• _Extracted material_

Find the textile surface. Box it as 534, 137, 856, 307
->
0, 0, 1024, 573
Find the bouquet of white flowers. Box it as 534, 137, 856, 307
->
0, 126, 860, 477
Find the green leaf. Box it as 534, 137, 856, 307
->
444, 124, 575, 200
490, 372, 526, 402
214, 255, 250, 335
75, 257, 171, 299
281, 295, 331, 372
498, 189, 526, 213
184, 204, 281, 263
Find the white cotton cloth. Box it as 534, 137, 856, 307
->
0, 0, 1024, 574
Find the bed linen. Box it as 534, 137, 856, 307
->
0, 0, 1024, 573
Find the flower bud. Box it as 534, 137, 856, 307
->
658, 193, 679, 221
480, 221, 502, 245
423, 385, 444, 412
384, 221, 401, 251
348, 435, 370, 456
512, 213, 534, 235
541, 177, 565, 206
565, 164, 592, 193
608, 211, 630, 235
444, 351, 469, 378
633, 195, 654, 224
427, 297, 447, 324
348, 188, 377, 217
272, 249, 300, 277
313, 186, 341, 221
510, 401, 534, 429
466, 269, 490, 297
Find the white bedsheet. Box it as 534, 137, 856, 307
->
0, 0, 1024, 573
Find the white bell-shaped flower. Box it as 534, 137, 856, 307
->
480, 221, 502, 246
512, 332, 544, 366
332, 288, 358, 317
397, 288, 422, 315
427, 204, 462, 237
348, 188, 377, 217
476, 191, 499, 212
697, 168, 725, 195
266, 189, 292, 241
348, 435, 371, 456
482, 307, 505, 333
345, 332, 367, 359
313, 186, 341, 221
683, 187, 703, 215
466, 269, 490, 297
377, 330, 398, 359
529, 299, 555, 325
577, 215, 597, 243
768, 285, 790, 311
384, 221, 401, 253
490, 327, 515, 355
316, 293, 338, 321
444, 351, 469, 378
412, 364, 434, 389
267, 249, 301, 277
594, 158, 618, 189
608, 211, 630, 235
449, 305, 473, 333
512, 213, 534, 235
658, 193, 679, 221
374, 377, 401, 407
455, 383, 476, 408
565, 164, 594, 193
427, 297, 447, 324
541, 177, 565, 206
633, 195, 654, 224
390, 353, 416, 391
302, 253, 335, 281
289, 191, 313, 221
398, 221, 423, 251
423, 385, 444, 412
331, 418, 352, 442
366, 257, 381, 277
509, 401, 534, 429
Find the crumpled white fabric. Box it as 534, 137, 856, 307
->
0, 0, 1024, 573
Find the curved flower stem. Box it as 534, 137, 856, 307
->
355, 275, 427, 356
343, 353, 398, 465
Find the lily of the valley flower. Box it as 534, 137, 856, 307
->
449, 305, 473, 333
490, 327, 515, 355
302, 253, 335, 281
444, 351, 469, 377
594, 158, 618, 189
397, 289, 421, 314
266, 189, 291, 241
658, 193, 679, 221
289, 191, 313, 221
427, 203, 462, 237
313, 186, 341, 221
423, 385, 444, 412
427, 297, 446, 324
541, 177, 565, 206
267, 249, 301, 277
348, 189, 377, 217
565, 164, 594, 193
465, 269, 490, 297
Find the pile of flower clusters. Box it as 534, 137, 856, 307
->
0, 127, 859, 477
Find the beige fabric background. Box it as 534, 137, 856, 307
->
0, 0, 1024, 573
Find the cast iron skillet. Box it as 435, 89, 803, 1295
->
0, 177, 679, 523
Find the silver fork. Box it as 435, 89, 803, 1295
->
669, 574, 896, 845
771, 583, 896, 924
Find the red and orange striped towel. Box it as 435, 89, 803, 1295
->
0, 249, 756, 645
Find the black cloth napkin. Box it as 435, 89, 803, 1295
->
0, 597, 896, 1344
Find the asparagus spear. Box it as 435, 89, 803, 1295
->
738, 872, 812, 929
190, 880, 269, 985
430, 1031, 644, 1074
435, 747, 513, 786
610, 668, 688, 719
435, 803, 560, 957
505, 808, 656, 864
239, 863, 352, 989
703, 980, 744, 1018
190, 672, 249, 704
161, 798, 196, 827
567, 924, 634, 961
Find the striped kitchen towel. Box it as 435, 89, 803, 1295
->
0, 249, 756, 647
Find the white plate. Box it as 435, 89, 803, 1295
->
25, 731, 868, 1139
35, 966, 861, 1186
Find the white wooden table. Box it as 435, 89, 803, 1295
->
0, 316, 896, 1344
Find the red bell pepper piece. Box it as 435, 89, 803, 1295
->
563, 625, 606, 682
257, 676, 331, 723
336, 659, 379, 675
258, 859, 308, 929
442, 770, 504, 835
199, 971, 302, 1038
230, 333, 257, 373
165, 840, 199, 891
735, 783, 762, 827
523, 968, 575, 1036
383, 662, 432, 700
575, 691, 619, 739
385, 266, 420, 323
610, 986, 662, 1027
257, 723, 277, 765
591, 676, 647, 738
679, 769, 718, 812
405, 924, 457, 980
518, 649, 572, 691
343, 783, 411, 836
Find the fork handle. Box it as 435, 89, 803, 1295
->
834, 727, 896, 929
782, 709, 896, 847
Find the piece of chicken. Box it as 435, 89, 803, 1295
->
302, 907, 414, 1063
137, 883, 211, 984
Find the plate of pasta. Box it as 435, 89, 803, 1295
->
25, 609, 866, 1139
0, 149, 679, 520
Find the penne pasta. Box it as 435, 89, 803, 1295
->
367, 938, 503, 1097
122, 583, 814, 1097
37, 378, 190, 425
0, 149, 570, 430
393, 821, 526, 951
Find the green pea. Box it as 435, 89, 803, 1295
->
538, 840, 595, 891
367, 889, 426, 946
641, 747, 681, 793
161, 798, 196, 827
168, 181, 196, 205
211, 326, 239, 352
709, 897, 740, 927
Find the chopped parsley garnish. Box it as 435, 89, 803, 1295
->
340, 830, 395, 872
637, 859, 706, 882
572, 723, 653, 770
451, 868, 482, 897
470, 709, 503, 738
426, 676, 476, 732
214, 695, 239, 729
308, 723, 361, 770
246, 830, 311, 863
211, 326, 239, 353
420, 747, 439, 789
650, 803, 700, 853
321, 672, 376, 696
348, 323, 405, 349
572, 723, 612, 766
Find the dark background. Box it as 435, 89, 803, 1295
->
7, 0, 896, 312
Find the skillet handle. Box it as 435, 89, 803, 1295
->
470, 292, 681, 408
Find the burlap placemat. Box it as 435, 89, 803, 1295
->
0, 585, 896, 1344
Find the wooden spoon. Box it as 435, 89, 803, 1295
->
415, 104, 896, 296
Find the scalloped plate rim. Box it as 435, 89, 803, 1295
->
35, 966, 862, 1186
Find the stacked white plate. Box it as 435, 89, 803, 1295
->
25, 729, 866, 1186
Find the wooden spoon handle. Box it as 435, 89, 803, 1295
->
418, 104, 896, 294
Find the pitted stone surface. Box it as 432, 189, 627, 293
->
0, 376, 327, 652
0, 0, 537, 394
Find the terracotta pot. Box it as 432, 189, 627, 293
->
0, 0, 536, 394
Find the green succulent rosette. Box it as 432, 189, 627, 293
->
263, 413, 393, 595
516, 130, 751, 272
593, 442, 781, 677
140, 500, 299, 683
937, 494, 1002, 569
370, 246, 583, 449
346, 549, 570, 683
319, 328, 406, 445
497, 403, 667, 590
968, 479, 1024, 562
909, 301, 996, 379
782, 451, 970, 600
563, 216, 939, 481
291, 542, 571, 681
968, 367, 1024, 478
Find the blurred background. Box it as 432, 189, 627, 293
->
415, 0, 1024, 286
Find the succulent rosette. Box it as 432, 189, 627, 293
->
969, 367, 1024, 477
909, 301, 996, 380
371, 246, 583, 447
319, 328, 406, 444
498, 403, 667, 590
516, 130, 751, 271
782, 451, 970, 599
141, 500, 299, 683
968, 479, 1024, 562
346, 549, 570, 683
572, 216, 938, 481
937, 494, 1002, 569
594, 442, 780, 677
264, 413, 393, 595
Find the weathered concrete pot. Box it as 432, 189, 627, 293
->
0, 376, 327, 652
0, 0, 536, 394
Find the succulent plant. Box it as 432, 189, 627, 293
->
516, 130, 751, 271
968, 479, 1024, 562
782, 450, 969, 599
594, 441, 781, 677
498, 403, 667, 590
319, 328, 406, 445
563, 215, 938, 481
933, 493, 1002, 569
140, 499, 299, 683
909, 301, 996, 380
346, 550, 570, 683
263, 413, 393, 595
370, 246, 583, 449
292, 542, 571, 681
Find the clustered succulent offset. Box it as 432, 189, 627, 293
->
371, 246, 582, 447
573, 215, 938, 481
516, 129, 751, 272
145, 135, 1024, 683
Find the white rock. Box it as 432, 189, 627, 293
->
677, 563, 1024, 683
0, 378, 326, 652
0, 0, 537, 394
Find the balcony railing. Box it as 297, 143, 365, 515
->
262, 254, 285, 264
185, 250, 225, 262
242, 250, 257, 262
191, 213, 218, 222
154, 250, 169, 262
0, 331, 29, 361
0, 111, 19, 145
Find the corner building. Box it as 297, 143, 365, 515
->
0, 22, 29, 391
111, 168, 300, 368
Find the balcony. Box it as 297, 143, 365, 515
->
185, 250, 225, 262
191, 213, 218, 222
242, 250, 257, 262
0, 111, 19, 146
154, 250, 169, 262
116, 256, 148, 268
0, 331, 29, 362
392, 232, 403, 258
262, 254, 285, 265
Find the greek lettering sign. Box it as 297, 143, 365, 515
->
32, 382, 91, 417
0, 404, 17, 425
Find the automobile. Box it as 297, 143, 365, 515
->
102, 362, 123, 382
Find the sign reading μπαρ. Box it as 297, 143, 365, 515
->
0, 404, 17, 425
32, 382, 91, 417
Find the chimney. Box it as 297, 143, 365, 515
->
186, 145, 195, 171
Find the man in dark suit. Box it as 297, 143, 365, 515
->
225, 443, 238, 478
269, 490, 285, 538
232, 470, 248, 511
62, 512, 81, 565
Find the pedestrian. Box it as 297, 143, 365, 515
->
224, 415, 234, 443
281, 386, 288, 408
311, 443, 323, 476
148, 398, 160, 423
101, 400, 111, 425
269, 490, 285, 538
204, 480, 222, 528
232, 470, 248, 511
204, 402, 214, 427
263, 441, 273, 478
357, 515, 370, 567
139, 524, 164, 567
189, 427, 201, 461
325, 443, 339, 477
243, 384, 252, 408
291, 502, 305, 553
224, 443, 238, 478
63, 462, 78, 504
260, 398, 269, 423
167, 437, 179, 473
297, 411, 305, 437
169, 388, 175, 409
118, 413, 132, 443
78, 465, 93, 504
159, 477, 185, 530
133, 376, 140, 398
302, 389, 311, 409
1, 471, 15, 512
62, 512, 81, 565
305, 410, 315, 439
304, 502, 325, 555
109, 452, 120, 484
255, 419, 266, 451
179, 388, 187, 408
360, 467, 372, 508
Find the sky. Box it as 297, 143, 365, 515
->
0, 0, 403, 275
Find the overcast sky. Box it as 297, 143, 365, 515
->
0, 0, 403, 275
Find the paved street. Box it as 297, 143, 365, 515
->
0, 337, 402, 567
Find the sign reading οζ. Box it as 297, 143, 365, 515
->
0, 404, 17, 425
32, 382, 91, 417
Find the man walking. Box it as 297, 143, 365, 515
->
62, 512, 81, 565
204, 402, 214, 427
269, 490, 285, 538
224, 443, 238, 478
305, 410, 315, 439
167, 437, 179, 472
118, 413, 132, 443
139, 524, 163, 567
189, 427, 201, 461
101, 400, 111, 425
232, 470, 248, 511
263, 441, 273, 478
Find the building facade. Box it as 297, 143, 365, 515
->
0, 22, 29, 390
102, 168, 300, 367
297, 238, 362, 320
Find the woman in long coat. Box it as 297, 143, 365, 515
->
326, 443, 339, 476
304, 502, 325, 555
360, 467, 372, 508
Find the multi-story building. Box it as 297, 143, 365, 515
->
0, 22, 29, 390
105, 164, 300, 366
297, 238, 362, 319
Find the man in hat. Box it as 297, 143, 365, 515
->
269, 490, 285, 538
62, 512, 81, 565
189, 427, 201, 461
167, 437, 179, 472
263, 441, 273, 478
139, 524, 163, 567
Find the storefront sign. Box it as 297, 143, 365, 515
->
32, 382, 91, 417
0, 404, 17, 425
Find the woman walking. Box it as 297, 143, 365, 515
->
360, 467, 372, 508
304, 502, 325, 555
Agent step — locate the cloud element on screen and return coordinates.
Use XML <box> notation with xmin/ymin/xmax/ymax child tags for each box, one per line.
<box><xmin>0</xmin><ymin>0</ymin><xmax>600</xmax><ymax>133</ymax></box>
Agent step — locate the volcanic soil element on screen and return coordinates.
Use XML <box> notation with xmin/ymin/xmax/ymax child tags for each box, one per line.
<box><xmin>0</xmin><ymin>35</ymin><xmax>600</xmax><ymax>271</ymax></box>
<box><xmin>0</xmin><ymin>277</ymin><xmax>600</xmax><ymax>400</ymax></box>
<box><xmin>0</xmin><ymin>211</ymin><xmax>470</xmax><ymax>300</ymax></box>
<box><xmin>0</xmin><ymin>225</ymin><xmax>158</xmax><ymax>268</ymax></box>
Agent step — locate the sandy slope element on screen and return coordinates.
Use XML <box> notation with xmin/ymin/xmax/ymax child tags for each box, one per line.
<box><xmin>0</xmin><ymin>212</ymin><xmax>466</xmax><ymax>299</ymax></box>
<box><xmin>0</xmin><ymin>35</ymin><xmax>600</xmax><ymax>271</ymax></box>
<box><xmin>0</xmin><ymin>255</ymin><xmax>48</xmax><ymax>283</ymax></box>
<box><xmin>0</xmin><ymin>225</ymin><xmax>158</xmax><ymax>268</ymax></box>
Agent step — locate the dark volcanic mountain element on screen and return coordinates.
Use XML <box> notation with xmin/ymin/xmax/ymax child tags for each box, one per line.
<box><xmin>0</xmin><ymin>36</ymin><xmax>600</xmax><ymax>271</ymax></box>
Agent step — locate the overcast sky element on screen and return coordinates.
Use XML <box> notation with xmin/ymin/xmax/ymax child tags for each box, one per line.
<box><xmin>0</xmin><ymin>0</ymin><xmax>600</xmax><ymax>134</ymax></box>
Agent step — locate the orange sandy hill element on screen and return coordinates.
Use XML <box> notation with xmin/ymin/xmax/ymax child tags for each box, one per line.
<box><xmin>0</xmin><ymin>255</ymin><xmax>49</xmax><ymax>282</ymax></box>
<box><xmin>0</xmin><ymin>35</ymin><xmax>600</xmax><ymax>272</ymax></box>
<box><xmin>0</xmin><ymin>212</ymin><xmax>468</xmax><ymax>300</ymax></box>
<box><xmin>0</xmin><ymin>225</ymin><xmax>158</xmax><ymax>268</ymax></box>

• _Exercise_
Convert the data, from its first line through the line containing "343, 353, 398, 465", into a numbered list, omitting any blank lines.

• _Solution to this task_
1. Find the textile surface. Box it as 534, 137, 856, 307
2. ->
3. 0, 0, 1024, 573
4. Find the bouquet of white flowers. Box it as 534, 137, 856, 307
5. ->
6. 0, 126, 860, 477
7. Find the green leaf. Box it as 534, 137, 856, 307
8. ->
9. 444, 124, 575, 200
10. 490, 372, 526, 402
11. 214, 255, 250, 335
12. 75, 257, 171, 299
13. 281, 295, 331, 372
14. 498, 189, 526, 213
15. 184, 204, 281, 263
16. Find the white cotton cloth. Box it as 534, 137, 856, 307
17. ->
18. 0, 0, 1024, 574
19. Find the bed linen. Box it as 534, 137, 856, 307
20. ->
21. 0, 0, 1024, 573
22. Find the flower bud. Box it as 534, 137, 856, 307
23. ->
24. 658, 193, 679, 221
25. 480, 221, 502, 245
26. 423, 385, 444, 412
27. 384, 221, 401, 251
28. 348, 435, 370, 456
29. 512, 213, 534, 235
30. 541, 177, 565, 206
31. 565, 164, 592, 193
32. 608, 211, 630, 235
33. 444, 351, 469, 378
34. 633, 195, 654, 224
35. 427, 297, 447, 324
36. 348, 188, 377, 217
37. 272, 249, 300, 277
38. 313, 186, 341, 221
39. 510, 401, 534, 429
40. 466, 269, 490, 297
41. Find the white bedsheet. Box it as 534, 137, 856, 307
42. ->
43. 0, 0, 1024, 573
44. Find the white bell-shaped flower. Box it as 534, 137, 856, 307
45. ->
46. 480, 221, 502, 246
47. 512, 332, 544, 366
48. 332, 288, 358, 317
49. 397, 288, 422, 315
50. 427, 204, 462, 237
51. 348, 188, 377, 217
52. 476, 191, 499, 212
53. 697, 168, 725, 195
54. 266, 189, 292, 241
55. 348, 435, 371, 456
56. 482, 307, 505, 333
57. 345, 332, 367, 359
58. 313, 186, 341, 221
59. 683, 187, 703, 215
60. 466, 269, 490, 297
61. 377, 330, 398, 359
62. 529, 299, 555, 325
63. 577, 215, 597, 243
64. 768, 285, 790, 311
65. 384, 221, 401, 253
66. 490, 327, 515, 355
67. 316, 293, 338, 321
68. 444, 351, 469, 378
69. 412, 364, 434, 389
70. 267, 249, 301, 277
71. 594, 158, 618, 189
72. 608, 211, 630, 235
73. 449, 305, 473, 333
74. 512, 213, 534, 235
75. 658, 193, 679, 221
76. 374, 377, 401, 407
77. 455, 383, 476, 408
78. 565, 164, 594, 193
79. 427, 297, 447, 324
80. 541, 177, 565, 206
81. 633, 195, 654, 224
82. 390, 353, 416, 391
83. 302, 253, 335, 281
84. 289, 191, 313, 221
85. 398, 221, 423, 251
86. 423, 385, 444, 412
87. 331, 418, 352, 442
88. 366, 257, 381, 277
89. 509, 401, 534, 429
90. Find the crumpled white fabric. Box it as 534, 137, 856, 307
91. ->
92. 0, 0, 1024, 573
93. Find the curved flower stem. Box it as 534, 137, 856, 307
94. ->
95. 355, 275, 427, 356
96. 343, 353, 398, 465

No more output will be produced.